● **Information supplied**

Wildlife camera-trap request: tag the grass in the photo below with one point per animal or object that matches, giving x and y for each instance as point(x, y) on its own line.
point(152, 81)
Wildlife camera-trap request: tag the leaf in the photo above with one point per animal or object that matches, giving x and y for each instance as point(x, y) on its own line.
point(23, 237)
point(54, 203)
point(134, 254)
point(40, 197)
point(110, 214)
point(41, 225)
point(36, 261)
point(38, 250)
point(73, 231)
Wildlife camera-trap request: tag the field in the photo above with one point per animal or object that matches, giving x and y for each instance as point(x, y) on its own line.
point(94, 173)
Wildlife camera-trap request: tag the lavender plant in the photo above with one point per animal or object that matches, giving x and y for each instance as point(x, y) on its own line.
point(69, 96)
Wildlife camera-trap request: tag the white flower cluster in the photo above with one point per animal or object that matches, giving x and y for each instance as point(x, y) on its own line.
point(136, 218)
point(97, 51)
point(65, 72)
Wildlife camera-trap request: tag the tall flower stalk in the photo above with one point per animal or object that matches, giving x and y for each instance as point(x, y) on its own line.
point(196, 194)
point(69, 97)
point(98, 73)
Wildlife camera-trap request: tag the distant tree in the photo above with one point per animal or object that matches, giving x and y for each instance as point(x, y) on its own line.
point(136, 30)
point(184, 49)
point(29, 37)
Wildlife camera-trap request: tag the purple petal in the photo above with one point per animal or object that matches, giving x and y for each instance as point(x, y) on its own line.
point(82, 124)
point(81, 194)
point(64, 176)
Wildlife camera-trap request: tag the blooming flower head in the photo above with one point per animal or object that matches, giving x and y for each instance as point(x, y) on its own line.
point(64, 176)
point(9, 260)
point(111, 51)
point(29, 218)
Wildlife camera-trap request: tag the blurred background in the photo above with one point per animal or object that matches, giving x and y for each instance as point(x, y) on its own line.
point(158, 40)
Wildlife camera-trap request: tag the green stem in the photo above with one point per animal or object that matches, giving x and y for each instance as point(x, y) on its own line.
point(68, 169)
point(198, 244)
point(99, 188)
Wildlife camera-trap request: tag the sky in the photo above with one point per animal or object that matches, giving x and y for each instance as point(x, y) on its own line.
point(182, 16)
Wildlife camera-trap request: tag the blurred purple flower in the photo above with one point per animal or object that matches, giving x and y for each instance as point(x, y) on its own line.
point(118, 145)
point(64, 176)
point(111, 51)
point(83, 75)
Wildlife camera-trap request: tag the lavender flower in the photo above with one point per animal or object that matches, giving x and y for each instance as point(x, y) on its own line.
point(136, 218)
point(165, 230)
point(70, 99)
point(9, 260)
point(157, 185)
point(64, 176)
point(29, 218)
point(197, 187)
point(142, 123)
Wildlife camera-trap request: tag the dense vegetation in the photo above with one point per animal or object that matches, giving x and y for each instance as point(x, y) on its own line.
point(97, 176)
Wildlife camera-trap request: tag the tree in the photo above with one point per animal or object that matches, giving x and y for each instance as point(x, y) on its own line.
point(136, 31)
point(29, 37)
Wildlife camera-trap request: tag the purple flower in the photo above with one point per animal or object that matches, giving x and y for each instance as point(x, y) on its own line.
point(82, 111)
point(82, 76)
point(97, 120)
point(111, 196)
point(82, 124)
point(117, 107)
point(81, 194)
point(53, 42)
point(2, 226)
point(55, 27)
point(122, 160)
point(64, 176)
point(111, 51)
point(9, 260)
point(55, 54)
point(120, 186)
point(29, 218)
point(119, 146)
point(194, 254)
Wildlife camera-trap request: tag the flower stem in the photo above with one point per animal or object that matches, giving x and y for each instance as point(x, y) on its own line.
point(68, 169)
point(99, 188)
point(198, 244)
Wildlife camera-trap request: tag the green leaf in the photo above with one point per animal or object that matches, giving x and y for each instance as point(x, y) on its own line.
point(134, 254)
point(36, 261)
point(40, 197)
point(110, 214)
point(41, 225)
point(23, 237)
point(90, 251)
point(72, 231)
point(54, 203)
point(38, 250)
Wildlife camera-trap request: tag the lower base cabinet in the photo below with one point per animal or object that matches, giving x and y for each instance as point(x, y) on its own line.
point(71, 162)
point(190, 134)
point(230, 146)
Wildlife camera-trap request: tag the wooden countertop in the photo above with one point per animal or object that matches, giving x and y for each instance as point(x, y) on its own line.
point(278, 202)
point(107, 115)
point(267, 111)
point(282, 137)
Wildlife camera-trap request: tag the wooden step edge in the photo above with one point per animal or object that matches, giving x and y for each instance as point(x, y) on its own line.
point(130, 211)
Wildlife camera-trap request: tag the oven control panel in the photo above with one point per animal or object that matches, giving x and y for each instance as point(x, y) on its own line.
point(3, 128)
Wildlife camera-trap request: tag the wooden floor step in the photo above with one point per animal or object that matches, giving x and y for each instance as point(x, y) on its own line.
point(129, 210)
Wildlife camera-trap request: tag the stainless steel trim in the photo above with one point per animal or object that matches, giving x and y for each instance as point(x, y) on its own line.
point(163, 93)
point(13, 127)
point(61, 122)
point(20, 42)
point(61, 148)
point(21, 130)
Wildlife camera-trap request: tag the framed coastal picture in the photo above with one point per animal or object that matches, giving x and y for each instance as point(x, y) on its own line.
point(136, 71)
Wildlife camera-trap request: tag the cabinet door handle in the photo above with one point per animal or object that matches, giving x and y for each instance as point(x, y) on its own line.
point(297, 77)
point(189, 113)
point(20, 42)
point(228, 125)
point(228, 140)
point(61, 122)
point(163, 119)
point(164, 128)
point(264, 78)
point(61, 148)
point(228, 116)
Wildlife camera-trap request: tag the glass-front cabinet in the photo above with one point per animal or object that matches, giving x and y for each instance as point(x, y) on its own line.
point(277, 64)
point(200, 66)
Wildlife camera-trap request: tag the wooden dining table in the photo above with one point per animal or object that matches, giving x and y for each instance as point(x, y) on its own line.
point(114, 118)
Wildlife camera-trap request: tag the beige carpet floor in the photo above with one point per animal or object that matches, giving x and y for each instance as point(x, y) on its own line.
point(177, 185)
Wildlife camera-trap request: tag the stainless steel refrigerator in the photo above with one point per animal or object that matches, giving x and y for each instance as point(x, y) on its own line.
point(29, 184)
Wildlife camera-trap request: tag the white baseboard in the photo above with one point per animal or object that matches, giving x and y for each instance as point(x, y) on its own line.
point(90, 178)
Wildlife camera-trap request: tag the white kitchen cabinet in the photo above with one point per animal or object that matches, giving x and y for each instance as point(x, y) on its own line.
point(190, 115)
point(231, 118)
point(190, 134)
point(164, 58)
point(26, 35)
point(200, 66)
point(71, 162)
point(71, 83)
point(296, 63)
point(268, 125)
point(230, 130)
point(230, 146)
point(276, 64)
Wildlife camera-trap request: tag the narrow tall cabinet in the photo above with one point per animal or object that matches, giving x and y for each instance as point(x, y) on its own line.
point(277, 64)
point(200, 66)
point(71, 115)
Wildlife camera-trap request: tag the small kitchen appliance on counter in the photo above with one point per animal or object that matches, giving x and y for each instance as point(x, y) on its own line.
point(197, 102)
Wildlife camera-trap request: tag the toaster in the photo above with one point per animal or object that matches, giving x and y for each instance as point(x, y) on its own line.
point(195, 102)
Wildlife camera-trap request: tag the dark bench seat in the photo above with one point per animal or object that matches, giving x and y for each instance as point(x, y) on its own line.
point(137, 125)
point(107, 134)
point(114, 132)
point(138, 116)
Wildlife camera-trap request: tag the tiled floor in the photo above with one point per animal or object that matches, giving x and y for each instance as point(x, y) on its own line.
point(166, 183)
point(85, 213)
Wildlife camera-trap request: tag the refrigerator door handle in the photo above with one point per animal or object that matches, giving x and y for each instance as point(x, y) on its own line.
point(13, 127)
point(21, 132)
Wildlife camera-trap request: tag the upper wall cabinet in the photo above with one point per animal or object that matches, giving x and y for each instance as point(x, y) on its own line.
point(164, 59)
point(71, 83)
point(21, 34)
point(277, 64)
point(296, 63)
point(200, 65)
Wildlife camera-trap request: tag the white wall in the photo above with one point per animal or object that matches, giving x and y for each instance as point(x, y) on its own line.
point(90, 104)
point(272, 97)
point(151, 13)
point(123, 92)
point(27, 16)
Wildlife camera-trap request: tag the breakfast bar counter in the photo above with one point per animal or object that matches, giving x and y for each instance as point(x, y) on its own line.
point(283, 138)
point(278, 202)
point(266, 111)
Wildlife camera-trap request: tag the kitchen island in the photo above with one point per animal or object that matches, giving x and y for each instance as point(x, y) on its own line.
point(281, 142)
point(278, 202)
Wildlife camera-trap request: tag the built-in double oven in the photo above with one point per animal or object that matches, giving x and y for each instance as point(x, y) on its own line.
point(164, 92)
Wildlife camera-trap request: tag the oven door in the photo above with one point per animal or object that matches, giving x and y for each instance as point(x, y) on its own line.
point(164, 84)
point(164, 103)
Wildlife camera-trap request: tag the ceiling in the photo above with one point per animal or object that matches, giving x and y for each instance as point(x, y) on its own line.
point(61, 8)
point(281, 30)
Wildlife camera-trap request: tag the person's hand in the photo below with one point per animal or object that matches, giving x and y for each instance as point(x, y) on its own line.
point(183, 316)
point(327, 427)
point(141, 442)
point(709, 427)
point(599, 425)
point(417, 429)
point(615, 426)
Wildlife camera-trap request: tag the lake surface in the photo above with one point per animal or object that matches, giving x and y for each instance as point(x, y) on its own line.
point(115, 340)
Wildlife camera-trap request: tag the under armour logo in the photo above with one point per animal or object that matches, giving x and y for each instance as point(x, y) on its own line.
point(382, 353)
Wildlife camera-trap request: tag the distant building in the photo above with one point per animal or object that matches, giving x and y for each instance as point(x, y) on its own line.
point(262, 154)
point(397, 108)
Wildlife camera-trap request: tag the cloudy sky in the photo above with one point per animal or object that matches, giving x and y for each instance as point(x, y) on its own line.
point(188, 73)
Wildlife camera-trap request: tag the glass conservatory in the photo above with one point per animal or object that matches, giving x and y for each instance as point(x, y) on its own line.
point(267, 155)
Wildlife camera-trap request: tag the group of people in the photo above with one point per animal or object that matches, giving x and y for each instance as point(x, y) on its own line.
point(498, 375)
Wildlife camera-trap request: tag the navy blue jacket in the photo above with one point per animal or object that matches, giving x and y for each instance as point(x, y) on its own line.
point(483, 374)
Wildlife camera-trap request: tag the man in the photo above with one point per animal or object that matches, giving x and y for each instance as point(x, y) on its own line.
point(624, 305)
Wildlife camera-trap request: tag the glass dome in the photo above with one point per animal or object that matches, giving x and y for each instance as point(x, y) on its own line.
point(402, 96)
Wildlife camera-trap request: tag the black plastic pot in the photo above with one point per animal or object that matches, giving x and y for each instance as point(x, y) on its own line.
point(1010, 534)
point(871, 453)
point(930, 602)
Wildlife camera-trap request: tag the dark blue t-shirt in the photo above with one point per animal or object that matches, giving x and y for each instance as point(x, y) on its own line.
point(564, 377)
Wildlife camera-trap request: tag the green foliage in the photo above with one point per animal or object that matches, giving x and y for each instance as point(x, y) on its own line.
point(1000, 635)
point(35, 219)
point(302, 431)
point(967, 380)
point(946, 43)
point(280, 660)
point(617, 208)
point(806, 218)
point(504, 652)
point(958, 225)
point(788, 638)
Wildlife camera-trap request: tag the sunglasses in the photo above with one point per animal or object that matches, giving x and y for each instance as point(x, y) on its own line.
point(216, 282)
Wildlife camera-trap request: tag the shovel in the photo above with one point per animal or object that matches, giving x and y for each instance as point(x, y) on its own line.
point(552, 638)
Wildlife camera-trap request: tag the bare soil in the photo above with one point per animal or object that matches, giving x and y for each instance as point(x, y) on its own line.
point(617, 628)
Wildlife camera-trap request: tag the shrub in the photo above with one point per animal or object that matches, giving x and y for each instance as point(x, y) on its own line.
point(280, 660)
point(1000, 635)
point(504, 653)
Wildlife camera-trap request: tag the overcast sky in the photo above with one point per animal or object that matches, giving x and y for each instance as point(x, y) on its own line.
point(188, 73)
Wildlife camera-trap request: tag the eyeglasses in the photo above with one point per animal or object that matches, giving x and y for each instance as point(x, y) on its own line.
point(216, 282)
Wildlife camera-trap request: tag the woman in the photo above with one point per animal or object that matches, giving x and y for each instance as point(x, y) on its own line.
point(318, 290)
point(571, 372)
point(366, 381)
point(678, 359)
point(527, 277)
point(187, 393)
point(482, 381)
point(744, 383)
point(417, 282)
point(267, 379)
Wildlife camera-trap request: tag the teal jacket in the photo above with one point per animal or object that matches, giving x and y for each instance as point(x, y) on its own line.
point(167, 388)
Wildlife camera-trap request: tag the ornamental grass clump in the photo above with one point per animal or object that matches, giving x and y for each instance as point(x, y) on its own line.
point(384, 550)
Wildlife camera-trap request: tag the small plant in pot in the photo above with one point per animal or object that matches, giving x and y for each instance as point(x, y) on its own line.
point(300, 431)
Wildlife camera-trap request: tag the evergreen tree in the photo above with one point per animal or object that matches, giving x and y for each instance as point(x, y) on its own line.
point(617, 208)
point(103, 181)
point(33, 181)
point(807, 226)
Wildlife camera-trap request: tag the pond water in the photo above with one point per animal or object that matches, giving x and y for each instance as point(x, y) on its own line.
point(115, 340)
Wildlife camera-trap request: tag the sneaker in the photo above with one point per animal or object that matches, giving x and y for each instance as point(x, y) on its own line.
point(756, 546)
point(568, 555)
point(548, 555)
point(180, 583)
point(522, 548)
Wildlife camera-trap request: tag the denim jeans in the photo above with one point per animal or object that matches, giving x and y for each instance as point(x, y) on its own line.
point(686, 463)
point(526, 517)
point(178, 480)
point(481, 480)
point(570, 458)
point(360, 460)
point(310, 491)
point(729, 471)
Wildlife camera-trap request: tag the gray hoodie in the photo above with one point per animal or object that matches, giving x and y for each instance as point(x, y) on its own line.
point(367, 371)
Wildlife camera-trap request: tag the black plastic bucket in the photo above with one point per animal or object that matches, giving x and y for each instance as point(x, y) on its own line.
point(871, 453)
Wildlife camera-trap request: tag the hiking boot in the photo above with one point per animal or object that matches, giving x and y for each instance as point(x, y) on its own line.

● **Written exercise**
Starting with the first line of the entries and going on through the line with "point(65, 72)", both included, write those lines out again with "camera-trap" replaced by "trail-camera" and everything else unchanged.

● **Solution to the problem**
Wildlife trail-camera request: tag the grass in the photo below with one point per animal or object that matches, giving x and y for each instance as point(x, y) on its own line.
point(152, 81)
Wildlife trail-camera request: tag the leaf in the photo above with one point per animal or object that matches, giving x and y for each instance as point(x, y) on its own line.
point(23, 237)
point(54, 203)
point(134, 254)
point(40, 197)
point(110, 214)
point(41, 225)
point(36, 261)
point(38, 250)
point(73, 231)
Wildlife trail-camera request: tag the field in the photo above with one point per animal or object that matches, giving x and y for each instance as point(x, y) on its own line.
point(94, 173)
Wildlife trail-camera request: tag the lavender plant in the photo above with one point per animal or object that matches, giving x and y for each instance as point(x, y) on its own line.
point(69, 96)
Wildlife trail-camera request: tag the white flower cluster in the photo above with one point per animal or object that matches, giving x and y for each instance as point(x, y) on its own line.
point(136, 218)
point(97, 51)
point(65, 72)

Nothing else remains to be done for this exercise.